▸ WHAT TO DO: Show every line in the rows below that contains the string "blue", copying each one in full. Case counts when matching.
++++ RECORD EXCERPTS ++++
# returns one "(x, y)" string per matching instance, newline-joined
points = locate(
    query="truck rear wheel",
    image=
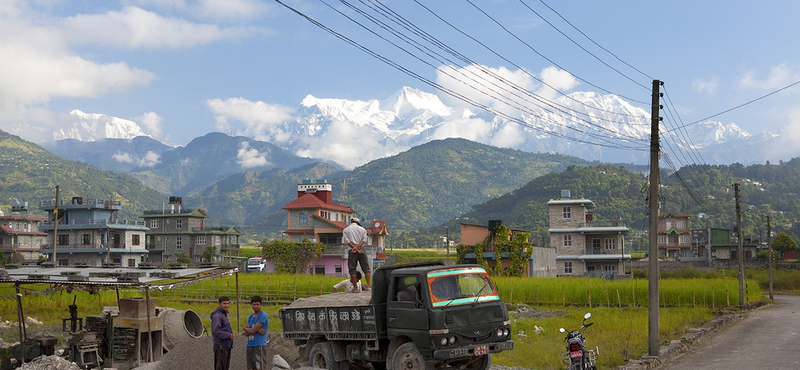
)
(407, 357)
(321, 357)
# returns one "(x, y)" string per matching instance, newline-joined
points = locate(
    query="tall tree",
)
(783, 242)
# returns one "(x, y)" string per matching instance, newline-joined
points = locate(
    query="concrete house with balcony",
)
(674, 237)
(19, 234)
(314, 216)
(175, 229)
(585, 247)
(88, 232)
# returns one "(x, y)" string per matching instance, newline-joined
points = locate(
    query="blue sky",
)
(181, 69)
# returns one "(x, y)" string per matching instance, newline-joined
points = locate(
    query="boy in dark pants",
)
(222, 334)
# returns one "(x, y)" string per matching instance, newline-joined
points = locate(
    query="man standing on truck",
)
(355, 237)
(348, 285)
(223, 334)
(256, 332)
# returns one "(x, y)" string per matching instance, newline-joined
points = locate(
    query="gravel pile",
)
(49, 363)
(199, 354)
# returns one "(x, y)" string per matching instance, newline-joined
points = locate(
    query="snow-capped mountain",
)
(583, 124)
(96, 126)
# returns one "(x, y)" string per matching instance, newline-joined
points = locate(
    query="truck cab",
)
(446, 316)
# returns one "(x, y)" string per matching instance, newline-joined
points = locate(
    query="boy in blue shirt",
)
(256, 332)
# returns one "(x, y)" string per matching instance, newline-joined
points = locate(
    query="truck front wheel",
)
(407, 357)
(321, 357)
(480, 363)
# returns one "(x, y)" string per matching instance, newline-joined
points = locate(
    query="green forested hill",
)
(443, 179)
(29, 173)
(419, 188)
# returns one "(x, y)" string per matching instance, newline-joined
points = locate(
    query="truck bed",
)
(334, 316)
(332, 300)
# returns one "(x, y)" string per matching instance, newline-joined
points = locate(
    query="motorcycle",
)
(577, 357)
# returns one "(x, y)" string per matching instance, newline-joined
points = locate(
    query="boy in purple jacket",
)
(222, 334)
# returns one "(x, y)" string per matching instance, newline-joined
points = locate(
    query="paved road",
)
(765, 339)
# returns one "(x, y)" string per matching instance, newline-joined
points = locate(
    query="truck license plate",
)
(481, 350)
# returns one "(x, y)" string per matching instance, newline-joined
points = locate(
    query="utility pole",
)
(740, 250)
(769, 250)
(55, 228)
(654, 341)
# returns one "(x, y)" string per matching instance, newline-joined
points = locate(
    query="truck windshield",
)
(461, 286)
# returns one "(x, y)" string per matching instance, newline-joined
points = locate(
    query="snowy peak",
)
(94, 126)
(409, 101)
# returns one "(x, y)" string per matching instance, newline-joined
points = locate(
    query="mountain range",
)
(595, 127)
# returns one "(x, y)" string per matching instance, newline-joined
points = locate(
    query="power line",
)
(742, 105)
(581, 46)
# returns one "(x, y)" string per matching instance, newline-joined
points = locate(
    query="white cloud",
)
(779, 76)
(338, 144)
(149, 160)
(708, 87)
(260, 120)
(151, 122)
(250, 157)
(489, 86)
(135, 28)
(786, 146)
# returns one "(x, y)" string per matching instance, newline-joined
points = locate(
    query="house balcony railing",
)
(343, 250)
(603, 251)
(49, 224)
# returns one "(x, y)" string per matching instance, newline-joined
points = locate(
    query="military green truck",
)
(419, 316)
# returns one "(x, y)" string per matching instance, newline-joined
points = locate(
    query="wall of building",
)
(542, 262)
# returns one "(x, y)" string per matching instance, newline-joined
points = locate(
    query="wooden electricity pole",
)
(740, 250)
(654, 341)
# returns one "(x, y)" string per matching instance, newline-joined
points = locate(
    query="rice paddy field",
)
(619, 307)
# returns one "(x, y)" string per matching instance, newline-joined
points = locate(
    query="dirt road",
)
(765, 339)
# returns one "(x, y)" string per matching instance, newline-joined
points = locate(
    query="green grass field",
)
(618, 307)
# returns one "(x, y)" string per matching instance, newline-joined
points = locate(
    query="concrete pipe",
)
(180, 326)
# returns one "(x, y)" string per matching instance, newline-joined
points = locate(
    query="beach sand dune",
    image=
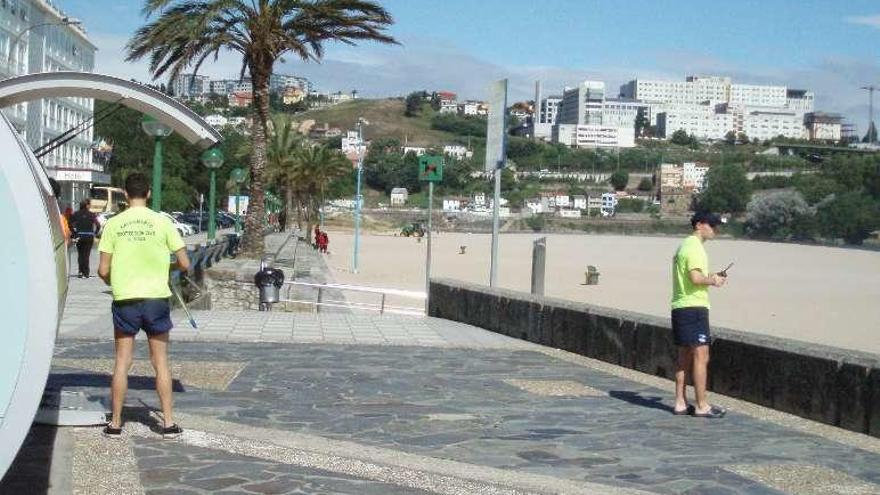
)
(814, 294)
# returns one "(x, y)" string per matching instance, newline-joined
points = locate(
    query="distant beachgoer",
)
(85, 227)
(325, 241)
(135, 249)
(690, 316)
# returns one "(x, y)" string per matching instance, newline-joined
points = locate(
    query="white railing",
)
(381, 305)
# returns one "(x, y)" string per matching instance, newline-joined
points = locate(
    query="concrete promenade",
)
(361, 404)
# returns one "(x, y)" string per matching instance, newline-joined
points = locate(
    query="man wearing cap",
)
(690, 315)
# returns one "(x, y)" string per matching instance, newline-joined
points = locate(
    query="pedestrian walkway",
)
(367, 404)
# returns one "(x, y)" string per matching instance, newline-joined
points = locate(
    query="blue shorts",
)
(151, 315)
(690, 327)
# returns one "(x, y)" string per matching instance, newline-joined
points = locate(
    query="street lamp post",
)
(238, 176)
(158, 131)
(212, 159)
(357, 198)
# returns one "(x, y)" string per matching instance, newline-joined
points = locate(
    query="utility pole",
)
(870, 89)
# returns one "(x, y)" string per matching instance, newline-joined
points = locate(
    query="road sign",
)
(431, 168)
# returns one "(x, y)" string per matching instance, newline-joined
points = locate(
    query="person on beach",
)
(85, 227)
(135, 248)
(690, 316)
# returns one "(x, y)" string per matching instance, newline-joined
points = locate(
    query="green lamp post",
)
(212, 159)
(158, 131)
(238, 175)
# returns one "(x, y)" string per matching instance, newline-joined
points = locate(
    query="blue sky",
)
(830, 47)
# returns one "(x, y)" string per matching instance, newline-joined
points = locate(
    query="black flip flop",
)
(688, 411)
(715, 412)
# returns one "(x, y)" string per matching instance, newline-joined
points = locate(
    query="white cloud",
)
(866, 20)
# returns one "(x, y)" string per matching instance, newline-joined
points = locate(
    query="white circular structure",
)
(34, 274)
(134, 95)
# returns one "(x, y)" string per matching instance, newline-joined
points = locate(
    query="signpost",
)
(496, 145)
(430, 171)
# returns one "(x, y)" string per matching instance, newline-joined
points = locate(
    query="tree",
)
(643, 124)
(779, 215)
(619, 180)
(185, 33)
(849, 216)
(728, 189)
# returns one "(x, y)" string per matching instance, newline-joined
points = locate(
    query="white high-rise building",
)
(34, 38)
(190, 86)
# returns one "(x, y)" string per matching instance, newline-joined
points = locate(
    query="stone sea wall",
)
(833, 386)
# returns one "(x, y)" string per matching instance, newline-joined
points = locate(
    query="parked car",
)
(181, 227)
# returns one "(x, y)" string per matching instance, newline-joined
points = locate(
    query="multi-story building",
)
(799, 100)
(279, 82)
(823, 126)
(190, 86)
(693, 176)
(34, 37)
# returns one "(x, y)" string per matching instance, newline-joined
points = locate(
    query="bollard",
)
(539, 259)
++++
▸ EXERCISE RESULT:
    query="blue sky",
    query="boy in blue shirt",
    query="blue shorts",
    query="blue sky",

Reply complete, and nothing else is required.